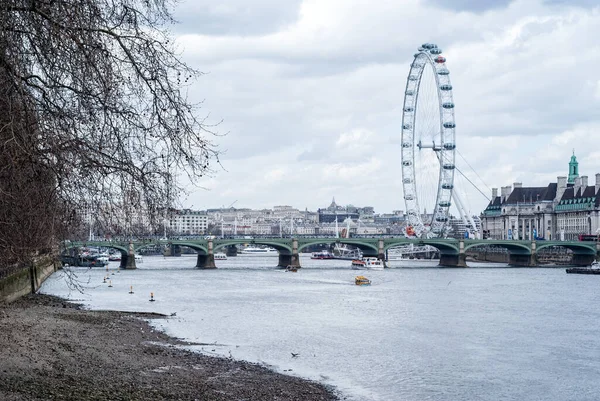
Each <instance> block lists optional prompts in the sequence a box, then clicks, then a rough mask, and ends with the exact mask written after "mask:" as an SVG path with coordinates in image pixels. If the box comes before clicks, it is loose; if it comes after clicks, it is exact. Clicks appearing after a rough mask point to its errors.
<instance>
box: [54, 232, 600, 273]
mask: <svg viewBox="0 0 600 401" xmlns="http://www.w3.org/2000/svg"><path fill="white" fill-rule="evenodd" d="M333 243H338V244H347V245H353V246H355V247H357V248H359V249H360V250H361V251H362V253H363V256H370V257H377V258H378V259H381V260H383V261H385V254H386V251H387V250H388V249H390V248H393V247H397V246H402V245H410V244H414V245H415V246H422V245H430V246H432V247H434V248H436V249H438V250H439V253H440V262H439V266H441V267H468V266H467V263H466V251H468V250H469V249H472V248H476V247H482V246H489V245H495V246H497V247H502V248H505V249H506V250H507V251H508V253H509V264H510V265H512V266H522V267H532V266H537V265H538V260H537V252H538V251H540V250H542V249H544V248H549V247H555V246H559V247H564V248H568V249H570V250H571V251H572V252H573V264H575V265H580V266H587V265H589V264H590V263H592V262H593V261H594V260H600V243H599V242H591V241H589V242H588V241H526V240H525V241H516V240H489V239H488V240H476V239H460V240H457V239H442V238H432V239H417V238H404V237H392V236H381V237H375V238H373V237H368V238H367V237H364V238H362V237H351V238H332V237H300V236H299V237H295V238H252V239H248V238H223V239H178V240H165V239H162V240H146V241H129V242H122V241H79V242H72V241H66V242H64V243H63V246H64V249H65V251H67V250H68V249H72V248H81V247H87V246H96V247H105V248H113V249H116V250H118V251H120V252H121V268H122V269H135V268H136V264H135V256H134V255H135V253H136V252H139V251H140V250H142V249H144V248H147V247H150V246H160V247H170V248H171V249H172V248H173V247H177V246H179V247H184V246H185V247H189V248H191V249H193V250H195V251H196V252H197V253H198V259H197V263H196V267H197V268H198V269H214V268H216V267H217V266H216V265H215V258H214V252H215V251H218V250H219V249H222V248H225V247H229V246H235V245H240V244H252V245H266V246H270V247H272V248H275V249H277V251H278V252H279V260H278V264H277V265H278V266H279V267H287V266H291V267H297V268H298V267H301V266H300V256H299V254H300V252H301V251H302V250H303V249H304V248H306V247H309V246H311V245H317V244H333Z"/></svg>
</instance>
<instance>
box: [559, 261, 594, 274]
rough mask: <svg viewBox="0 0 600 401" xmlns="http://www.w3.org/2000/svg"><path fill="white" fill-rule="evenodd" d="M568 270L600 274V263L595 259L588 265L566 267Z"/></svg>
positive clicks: (582, 273)
mask: <svg viewBox="0 0 600 401" xmlns="http://www.w3.org/2000/svg"><path fill="white" fill-rule="evenodd" d="M566 272H567V273H573V274H600V263H598V262H596V261H594V262H592V264H591V265H590V266H588V267H570V268H568V269H566Z"/></svg>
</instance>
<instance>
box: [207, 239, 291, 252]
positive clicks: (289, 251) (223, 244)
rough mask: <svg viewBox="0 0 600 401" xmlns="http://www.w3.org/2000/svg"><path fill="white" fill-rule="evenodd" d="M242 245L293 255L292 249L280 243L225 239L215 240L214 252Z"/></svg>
mask: <svg viewBox="0 0 600 401" xmlns="http://www.w3.org/2000/svg"><path fill="white" fill-rule="evenodd" d="M242 244H251V245H267V246H270V247H271V248H275V249H277V251H278V252H279V253H280V254H284V255H291V254H292V247H290V246H287V245H285V244H282V243H280V242H278V241H273V240H269V239H268V238H266V239H252V240H248V239H224V240H213V250H215V251H216V250H217V249H221V248H224V247H226V246H229V245H242Z"/></svg>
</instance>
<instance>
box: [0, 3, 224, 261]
mask: <svg viewBox="0 0 600 401" xmlns="http://www.w3.org/2000/svg"><path fill="white" fill-rule="evenodd" d="M172 6H173V4H172V3H171V2H170V1H168V0H3V1H2V2H1V3H0V163H1V164H0V211H1V212H0V232H2V234H0V250H1V251H2V252H3V253H4V252H8V253H9V254H10V255H11V257H10V258H11V259H14V258H17V259H18V258H20V257H22V256H23V254H24V253H30V252H32V251H34V250H36V251H37V250H39V249H42V248H44V247H47V246H49V245H51V243H52V241H56V239H57V238H61V236H62V237H64V236H65V235H67V234H68V230H69V229H70V228H72V227H73V224H74V223H75V222H76V221H77V220H78V219H79V220H80V219H81V216H82V215H83V214H84V211H85V210H90V208H91V209H92V210H94V213H98V216H96V218H97V219H98V221H99V222H100V224H104V225H106V226H107V227H108V226H110V225H111V224H115V223H122V221H121V220H123V219H127V218H131V217H132V216H133V215H135V214H138V215H139V214H140V213H142V212H143V214H144V216H146V218H147V219H149V221H150V222H153V221H156V219H157V217H158V216H160V213H161V211H163V210H166V208H167V207H169V206H170V204H171V203H172V201H173V199H174V198H175V197H176V196H177V193H178V192H179V191H181V190H182V187H181V184H180V183H179V182H178V177H179V176H180V175H181V176H184V177H187V180H189V181H190V182H192V183H197V182H198V181H197V180H198V179H199V178H200V177H201V176H203V175H204V174H206V173H208V172H210V166H211V163H212V162H214V161H218V151H217V148H216V146H215V145H214V143H213V142H212V141H211V138H212V136H213V135H214V134H213V132H212V131H211V127H210V126H208V125H207V124H206V122H205V120H204V119H203V118H201V117H199V116H198V110H199V105H194V104H192V103H190V101H189V100H188V99H187V96H186V87H187V85H188V84H189V83H190V82H191V80H193V79H195V78H196V77H197V76H198V75H199V74H200V73H199V72H198V71H196V70H194V69H193V68H191V67H189V66H188V65H186V64H185V63H184V62H182V60H181V58H180V55H178V54H177V53H176V49H175V47H174V45H173V41H172V39H171V38H170V34H169V31H168V28H169V27H170V25H171V24H172V23H173V21H172V17H171V14H170V10H171V8H172ZM33 227H35V228H36V229H35V230H34V229H31V228H33ZM4 254H5V253H4ZM5 255H6V254H5Z"/></svg>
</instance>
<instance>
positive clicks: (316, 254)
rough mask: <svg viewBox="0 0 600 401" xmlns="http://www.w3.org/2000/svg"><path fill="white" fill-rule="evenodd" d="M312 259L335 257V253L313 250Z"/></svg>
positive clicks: (319, 258) (327, 258) (332, 258)
mask: <svg viewBox="0 0 600 401" xmlns="http://www.w3.org/2000/svg"><path fill="white" fill-rule="evenodd" d="M310 258H311V259H333V255H332V254H331V252H329V251H326V250H323V251H320V252H313V253H312V254H311V255H310Z"/></svg>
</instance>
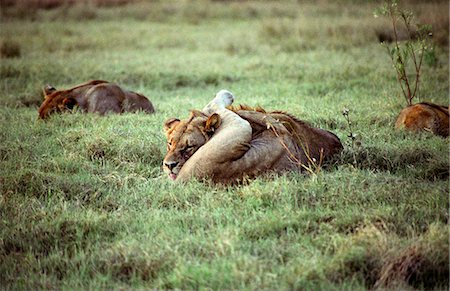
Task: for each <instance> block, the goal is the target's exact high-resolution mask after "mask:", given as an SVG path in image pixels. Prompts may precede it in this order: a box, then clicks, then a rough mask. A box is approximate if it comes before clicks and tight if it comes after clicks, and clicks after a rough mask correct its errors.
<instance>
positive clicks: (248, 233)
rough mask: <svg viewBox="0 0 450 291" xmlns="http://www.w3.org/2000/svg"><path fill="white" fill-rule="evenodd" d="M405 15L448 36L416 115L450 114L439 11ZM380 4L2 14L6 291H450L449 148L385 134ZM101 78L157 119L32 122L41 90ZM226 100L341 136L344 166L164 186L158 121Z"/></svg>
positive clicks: (400, 135)
mask: <svg viewBox="0 0 450 291" xmlns="http://www.w3.org/2000/svg"><path fill="white" fill-rule="evenodd" d="M406 4H407V5H406V6H407V7H409V8H410V9H413V10H414V11H415V12H416V15H417V16H418V17H419V18H421V19H424V20H433V21H436V20H437V22H439V21H441V22H443V23H444V25H441V26H439V25H437V26H436V29H437V30H435V31H434V36H435V45H434V52H433V53H431V54H429V55H428V56H427V57H426V58H425V60H424V67H423V72H422V73H423V74H422V83H421V101H431V102H435V103H439V104H448V90H449V82H448V73H449V71H448V70H449V64H448V53H449V52H448V2H447V1H443V2H439V3H431V4H420V3H416V2H408V3H406ZM377 6H379V3H374V2H364V1H337V2H336V1H330V2H326V1H319V2H315V1H314V2H301V1H300V2H295V1H284V2H262V1H258V2H208V1H181V2H166V1H162V2H154V3H153V2H144V3H134V4H130V5H126V6H120V7H116V6H112V7H95V5H92V4H91V5H88V6H67V5H63V6H60V7H57V8H54V9H50V10H43V9H42V10H36V11H35V10H33V9H34V8H33V7H32V5H30V6H29V7H27V6H26V5H25V6H23V4H22V6H20V5H19V7H9V8H5V7H2V18H1V30H0V35H1V41H2V47H3V49H2V59H1V71H0V75H1V79H0V140H1V142H0V286H1V289H37V288H46V289H47V288H48V289H79V288H82V289H98V288H114V289H118V288H126V289H128V288H162V289H175V288H179V289H212V290H217V289H219V290H220V289H248V290H255V289H266V290H287V289H289V290H290V289H296V290H321V289H322V290H333V289H339V290H343V289H344V290H345V289H352V290H366V289H373V288H388V289H391V288H394V289H396V288H400V289H446V288H447V286H448V282H449V279H448V271H449V269H448V257H449V251H448V248H449V241H448V240H449V232H448V230H449V228H448V218H449V213H448V206H449V205H448V199H449V188H448V187H449V150H448V139H443V138H440V137H436V136H432V135H431V134H429V133H420V134H411V133H405V132H400V131H396V130H394V129H393V125H394V121H395V118H396V115H397V114H398V112H399V111H400V109H401V108H402V107H404V106H405V104H406V102H405V101H404V100H403V99H402V97H401V95H400V89H399V87H398V85H397V83H396V77H395V75H394V70H393V69H392V66H391V64H390V62H389V57H388V55H387V54H386V51H385V49H384V48H383V47H382V46H380V44H379V43H378V40H377V36H376V32H377V31H380V30H381V31H382V30H386V29H388V28H389V22H388V21H387V20H386V19H382V18H374V17H373V13H372V12H373V11H374V9H375V7H377ZM31 8H33V9H31ZM439 27H440V28H439ZM442 27H444V28H447V30H446V31H445V30H444V31H441V30H439V29H442ZM439 35H441V37H442V35H444V38H443V39H444V40H445V39H446V37H447V39H446V40H447V41H446V42H445V41H444V42H443V43H442V38H441V42H439V39H438V37H439ZM5 47H6V49H5ZM90 79H106V80H109V81H114V82H116V83H118V84H120V85H122V86H123V87H125V88H128V89H130V90H134V91H137V92H140V93H143V94H144V95H146V96H148V97H149V98H150V99H151V100H152V102H153V104H154V105H155V107H156V110H157V113H155V114H153V115H145V114H142V113H139V114H123V115H109V116H106V117H100V116H98V115H91V114H81V113H79V112H74V113H67V114H62V115H57V116H53V117H52V118H51V119H50V120H48V121H47V122H42V121H38V120H37V106H38V105H39V104H40V102H41V101H42V94H41V88H42V87H43V86H44V85H45V84H47V83H50V84H52V85H54V86H55V87H57V88H68V87H70V86H74V85H76V84H78V83H81V82H84V81H87V80H90ZM224 88H226V89H228V90H230V91H232V92H233V93H234V94H235V95H236V97H237V98H236V99H237V101H236V102H237V103H245V104H248V105H253V106H256V105H260V106H262V107H264V108H266V109H268V110H271V109H273V110H275V109H277V110H285V111H288V112H290V113H292V114H294V115H295V116H297V117H299V118H301V119H303V120H305V121H308V122H309V123H311V124H312V125H314V126H318V127H321V128H325V129H328V130H331V131H333V132H334V133H336V134H337V135H338V136H339V137H340V139H341V141H342V142H343V143H344V144H345V145H346V148H345V150H344V152H343V153H342V155H341V156H339V157H337V158H336V159H335V160H334V161H333V162H332V163H331V165H329V166H328V167H325V168H322V169H320V171H316V172H315V173H313V174H306V173H287V174H284V175H280V176H275V175H269V176H266V177H261V178H258V179H255V180H252V181H248V182H247V183H243V184H241V185H235V186H227V187H225V186H217V185H213V184H211V183H208V182H197V181H192V182H190V183H188V184H185V185H180V184H177V183H173V182H171V181H169V180H168V179H167V177H166V176H165V175H164V174H163V173H162V170H161V161H162V159H163V156H164V154H165V148H166V146H165V136H164V133H163V129H162V124H163V122H164V121H165V120H166V119H168V118H170V117H181V118H184V117H187V116H188V115H189V110H190V109H200V108H202V106H203V105H204V104H206V103H207V102H208V101H209V100H210V99H211V98H212V97H213V95H214V94H215V93H216V92H217V91H218V90H220V89H224ZM344 108H348V109H349V118H350V120H351V122H352V124H351V128H349V125H348V124H347V121H346V119H345V118H344V116H343V115H342V110H343V109H344ZM349 133H353V134H356V140H355V142H354V143H352V142H351V140H350V139H349V137H348V135H349Z"/></svg>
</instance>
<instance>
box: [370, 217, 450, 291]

--------

Exercise brief: Where a line in the material above holds "then", copy that line.

Task output:
Each <instance> block lists optional prompts in the sequence a box, then clicks, then a rough mask, and ends with the exact mask written after "mask:" as an SVG path with coordinates in image pixels. If the box comes before clicks, it is loose; if it comes after clicks, it is exact. Clicks appearing after a rough mask point to its errors.
Task: for each <instance> block, the goal is the target's exact high-resolution mask after "mask:", given as an SVG path in image pixels. Prompts may precede it in this order: a box, then clicks, then a rough mask. A box is approximate if it comes before clicks and tight if it comes after clicks, and clicks after a rough mask correct its errors.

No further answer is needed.